Problem requirements: In the nag_zhegv example program below, what message is printed when the value read for n is less than zero?

/* nag_zhegv (f08snc) Example Program.
 *
 * NAGPRODCODE Version.
 *
 * Copyright 2016 Numerical Algorithms Group.
 *
 * Mark 26, 2016.
 */

#include <math.h>
#include <stdio.h>
#include <nag.h>
#include <nagx04.h>
#include <nag_stdlib.h>
#include <nagf07.h>
#include <nagf08.h>
#include <nagf16.h>
#include <nagx02.h>
#include <naga02.h>

int main(void)
{
  /* Scalars */
  Complex       scal;
  double        anorm, bnorm, eps, r, rcond, rcondb, t1, t2, t3;
  Integer       i, j, k, n, pda, pdb;
  Integer       exit_status = 0, inc = 1;
  /* Arrays */
  Complex       *a = 0, *b = 0;
  double        *eerbnd = 0, *rcondz = 0, *w = 0, *zerbnd = 0, *temp = 0;
  char          nag_enum_arg[40];

  /* Nag Types */
  NagError      fail;
  Nag_OrderType order;
  Nag_UploType  uplo;

#ifdef NAG_COLUMN_MAJOR
#define A(I, J) a[(J-1)*pda + I - 1]
#define B(I, J) b[(J-1)*pdb + I - 1]
  order = Nag_ColMajor;
#else
#define A(I, J) a[(I-1)*pda + J - 1]
#define B(I, J) b[(I-1)*pdb + J - 1]
  order = Nag_RowMajor;
#endif

  INIT_FAIL(fail);

  printf("nag_zhegv (f08snc) Example Program Results\n\n");

  /* Skip heading in data file */
  scanf("%*[^\n]");
  scanf("%" NAG_IFMT "%*[^\n]", &n);
  if (n < 0) {
    printf("Invalid n\n");
    exit_status = 1;
    goto END;;
  }
  scanf(" %39s%*[^\n]", nag_enum_arg);
  /* nag_enum_name_to_value (x04nac).
   * Converts NAG enum member name to value
   */
  uplo = (Nag_UploType) nag_enum_name_to_value(nag_enum_arg);

  pda = n;
  pdb = n;
  /* Allocate memory */
  if (!(a = NAG_ALLOC(n * n, Complex)) ||
      !(b = NAG_ALLOC(n * n, Complex)) ||
      !(eerbnd = NAG_ALLOC(n, double)) ||
      !(rcondz = NAG_ALLOC(n, double)) ||
      !(temp = NAG_ALLOC(n, double)) ||
      !(w = NAG_ALLOC(n, double)) || !(zerbnd = NAG_ALLOC(n, double)))
  {
    printf("Allocation failure\n");
    exit_status = -1;
    goto END;
  }

  /* Read the triangular parts of the matrices A and B */
  if (uplo == Nag_Upper) {
    for (i = 1; i <= n; ++i)

Extracted data:

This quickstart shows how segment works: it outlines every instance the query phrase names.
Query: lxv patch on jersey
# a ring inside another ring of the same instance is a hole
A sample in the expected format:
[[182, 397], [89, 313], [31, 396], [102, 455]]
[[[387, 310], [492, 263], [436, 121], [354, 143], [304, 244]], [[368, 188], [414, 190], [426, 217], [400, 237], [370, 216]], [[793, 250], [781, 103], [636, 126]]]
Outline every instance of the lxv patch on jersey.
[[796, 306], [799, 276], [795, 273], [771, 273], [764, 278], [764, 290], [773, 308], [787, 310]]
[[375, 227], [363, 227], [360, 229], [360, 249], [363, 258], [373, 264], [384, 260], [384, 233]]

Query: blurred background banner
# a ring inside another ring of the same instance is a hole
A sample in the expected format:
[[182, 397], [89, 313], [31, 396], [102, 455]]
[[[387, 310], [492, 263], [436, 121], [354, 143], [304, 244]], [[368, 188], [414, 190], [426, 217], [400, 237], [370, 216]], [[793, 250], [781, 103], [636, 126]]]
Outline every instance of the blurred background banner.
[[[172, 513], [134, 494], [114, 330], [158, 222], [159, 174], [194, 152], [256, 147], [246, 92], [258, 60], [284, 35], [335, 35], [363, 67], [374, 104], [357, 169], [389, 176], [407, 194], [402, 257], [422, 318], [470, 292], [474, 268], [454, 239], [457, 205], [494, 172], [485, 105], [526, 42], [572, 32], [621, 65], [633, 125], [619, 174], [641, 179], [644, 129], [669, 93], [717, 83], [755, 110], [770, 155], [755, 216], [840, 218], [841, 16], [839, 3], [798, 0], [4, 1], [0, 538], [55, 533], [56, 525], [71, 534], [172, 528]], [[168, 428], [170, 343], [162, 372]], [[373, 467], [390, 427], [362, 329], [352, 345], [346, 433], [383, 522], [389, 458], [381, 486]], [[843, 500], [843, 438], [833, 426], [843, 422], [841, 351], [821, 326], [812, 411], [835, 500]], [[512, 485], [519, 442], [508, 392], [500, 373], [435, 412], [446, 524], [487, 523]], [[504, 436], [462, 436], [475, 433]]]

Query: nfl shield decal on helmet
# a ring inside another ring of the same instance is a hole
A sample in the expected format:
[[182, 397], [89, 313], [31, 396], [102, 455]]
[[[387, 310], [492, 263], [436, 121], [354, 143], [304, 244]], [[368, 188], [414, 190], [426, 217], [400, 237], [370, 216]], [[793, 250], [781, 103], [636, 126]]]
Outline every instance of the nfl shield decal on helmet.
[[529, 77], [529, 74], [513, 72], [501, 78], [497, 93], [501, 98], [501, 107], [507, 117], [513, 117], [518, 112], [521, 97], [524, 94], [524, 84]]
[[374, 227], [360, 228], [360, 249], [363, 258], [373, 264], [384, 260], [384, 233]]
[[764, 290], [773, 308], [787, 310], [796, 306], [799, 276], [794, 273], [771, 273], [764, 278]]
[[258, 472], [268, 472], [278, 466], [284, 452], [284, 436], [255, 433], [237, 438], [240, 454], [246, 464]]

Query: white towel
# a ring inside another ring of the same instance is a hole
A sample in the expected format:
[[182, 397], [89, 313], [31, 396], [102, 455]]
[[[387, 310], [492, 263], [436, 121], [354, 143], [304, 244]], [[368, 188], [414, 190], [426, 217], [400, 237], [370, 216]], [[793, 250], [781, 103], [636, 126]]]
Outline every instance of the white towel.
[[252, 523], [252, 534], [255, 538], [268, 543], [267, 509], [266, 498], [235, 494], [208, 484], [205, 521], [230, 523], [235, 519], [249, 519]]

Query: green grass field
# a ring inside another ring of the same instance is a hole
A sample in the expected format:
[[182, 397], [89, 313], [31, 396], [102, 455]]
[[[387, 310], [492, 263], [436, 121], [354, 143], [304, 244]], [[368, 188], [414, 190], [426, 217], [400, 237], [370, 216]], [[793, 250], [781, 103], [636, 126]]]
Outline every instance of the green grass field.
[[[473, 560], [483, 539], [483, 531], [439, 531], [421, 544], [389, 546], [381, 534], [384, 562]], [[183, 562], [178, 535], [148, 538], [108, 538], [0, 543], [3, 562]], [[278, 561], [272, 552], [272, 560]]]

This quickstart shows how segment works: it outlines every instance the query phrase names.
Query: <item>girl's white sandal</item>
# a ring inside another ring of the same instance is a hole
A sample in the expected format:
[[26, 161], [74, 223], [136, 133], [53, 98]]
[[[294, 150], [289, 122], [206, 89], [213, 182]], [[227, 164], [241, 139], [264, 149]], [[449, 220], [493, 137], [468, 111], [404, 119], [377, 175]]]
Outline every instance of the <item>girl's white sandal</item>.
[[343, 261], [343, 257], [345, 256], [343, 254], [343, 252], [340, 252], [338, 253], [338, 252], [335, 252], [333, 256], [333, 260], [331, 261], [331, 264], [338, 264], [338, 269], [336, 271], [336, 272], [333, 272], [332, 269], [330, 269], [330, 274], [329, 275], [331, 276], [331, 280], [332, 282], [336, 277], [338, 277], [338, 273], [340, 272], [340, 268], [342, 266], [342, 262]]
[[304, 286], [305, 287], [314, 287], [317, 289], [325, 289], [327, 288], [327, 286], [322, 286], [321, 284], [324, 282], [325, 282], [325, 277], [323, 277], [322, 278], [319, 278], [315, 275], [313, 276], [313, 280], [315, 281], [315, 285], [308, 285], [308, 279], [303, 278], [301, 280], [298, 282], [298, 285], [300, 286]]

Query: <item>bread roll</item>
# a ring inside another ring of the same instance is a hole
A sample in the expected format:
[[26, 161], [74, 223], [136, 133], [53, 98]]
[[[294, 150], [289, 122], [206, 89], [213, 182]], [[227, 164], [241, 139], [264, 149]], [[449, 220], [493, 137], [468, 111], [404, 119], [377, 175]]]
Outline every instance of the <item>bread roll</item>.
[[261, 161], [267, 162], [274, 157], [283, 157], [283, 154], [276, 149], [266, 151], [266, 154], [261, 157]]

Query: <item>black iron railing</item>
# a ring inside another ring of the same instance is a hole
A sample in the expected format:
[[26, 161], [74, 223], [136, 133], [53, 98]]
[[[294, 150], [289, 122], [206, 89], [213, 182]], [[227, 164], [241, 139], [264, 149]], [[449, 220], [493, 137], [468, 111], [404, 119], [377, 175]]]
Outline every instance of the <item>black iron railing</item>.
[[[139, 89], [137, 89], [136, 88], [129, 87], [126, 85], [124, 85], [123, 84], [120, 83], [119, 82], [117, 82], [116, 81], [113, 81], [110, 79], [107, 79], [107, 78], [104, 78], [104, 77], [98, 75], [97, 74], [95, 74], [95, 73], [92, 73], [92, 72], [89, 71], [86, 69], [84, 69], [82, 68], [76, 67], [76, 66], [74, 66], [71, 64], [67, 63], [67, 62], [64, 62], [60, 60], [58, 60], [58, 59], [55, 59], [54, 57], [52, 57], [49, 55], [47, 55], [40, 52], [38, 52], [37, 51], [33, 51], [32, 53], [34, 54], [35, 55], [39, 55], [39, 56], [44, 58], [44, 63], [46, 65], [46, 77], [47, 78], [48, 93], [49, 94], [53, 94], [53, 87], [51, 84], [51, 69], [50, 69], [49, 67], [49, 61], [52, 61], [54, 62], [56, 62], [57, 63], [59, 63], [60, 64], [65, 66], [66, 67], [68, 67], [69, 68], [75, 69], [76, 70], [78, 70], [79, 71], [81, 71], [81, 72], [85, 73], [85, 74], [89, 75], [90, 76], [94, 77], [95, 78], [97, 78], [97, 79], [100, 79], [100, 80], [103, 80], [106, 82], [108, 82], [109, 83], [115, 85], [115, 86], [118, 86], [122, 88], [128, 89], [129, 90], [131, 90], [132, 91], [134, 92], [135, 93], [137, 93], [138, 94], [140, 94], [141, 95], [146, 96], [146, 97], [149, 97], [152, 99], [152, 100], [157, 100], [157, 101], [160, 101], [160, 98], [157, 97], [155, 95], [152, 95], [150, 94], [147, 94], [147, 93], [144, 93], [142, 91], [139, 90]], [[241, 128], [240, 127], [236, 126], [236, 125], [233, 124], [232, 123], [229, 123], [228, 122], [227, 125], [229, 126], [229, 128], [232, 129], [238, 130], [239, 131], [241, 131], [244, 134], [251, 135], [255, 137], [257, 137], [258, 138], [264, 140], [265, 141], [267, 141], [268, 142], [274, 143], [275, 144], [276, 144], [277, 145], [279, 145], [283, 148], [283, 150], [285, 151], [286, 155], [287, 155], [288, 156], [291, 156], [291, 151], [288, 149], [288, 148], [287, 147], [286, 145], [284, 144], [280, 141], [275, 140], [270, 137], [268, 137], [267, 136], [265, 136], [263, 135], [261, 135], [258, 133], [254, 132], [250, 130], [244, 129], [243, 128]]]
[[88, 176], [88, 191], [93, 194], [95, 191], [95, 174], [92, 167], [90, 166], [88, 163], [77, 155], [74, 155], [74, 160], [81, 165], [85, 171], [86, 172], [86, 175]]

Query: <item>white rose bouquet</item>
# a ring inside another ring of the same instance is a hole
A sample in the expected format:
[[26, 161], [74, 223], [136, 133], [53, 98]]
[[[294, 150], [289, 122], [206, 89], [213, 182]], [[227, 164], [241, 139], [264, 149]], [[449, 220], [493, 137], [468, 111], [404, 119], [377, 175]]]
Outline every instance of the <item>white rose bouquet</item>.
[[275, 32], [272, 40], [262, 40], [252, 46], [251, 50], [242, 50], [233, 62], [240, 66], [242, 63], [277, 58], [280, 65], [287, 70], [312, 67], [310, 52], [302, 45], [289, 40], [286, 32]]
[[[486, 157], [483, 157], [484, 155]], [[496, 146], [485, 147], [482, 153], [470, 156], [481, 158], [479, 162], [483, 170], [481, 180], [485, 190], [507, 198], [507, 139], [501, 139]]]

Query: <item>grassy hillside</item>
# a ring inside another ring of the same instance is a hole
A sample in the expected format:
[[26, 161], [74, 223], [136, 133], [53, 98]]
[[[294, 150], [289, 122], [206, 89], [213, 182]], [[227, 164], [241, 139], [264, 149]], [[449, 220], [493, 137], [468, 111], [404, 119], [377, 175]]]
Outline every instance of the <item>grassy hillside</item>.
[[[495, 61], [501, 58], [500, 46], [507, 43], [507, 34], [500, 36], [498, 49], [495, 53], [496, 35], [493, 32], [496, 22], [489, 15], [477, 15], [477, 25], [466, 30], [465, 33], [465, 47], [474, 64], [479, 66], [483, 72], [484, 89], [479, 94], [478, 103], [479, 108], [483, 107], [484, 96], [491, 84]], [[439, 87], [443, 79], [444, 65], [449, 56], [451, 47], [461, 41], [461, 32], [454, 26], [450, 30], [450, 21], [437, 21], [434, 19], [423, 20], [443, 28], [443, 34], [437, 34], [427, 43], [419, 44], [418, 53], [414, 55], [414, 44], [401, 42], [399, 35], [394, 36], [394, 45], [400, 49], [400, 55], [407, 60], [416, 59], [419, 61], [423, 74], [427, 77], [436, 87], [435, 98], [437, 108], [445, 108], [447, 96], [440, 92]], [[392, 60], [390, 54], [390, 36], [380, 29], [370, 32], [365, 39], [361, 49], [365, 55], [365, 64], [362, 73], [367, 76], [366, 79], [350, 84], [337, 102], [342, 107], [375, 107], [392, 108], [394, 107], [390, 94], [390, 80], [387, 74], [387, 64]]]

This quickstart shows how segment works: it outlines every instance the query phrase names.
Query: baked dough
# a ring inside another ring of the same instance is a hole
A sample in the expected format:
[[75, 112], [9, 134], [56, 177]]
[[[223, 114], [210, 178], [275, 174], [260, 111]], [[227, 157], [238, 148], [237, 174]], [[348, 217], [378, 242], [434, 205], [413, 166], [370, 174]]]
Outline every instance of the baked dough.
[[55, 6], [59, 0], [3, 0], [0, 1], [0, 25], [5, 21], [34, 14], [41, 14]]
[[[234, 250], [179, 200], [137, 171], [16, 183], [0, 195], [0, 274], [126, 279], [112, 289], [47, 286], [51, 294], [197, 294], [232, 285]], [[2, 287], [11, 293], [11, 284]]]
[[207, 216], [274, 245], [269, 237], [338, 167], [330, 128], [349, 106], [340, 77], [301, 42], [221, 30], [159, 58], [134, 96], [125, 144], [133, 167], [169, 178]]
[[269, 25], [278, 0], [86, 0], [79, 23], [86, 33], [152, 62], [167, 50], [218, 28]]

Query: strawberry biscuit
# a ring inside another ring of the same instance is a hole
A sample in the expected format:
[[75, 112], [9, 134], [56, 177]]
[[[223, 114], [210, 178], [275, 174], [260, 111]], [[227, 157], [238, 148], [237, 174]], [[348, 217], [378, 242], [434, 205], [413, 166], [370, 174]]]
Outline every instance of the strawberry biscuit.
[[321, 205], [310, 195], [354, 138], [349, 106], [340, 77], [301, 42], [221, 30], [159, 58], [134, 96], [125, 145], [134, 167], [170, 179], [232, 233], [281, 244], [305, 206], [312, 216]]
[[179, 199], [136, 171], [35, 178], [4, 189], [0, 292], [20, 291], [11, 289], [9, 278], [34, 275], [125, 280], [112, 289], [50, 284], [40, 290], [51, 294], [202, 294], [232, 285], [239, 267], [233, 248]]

Exercise solution: Invalid n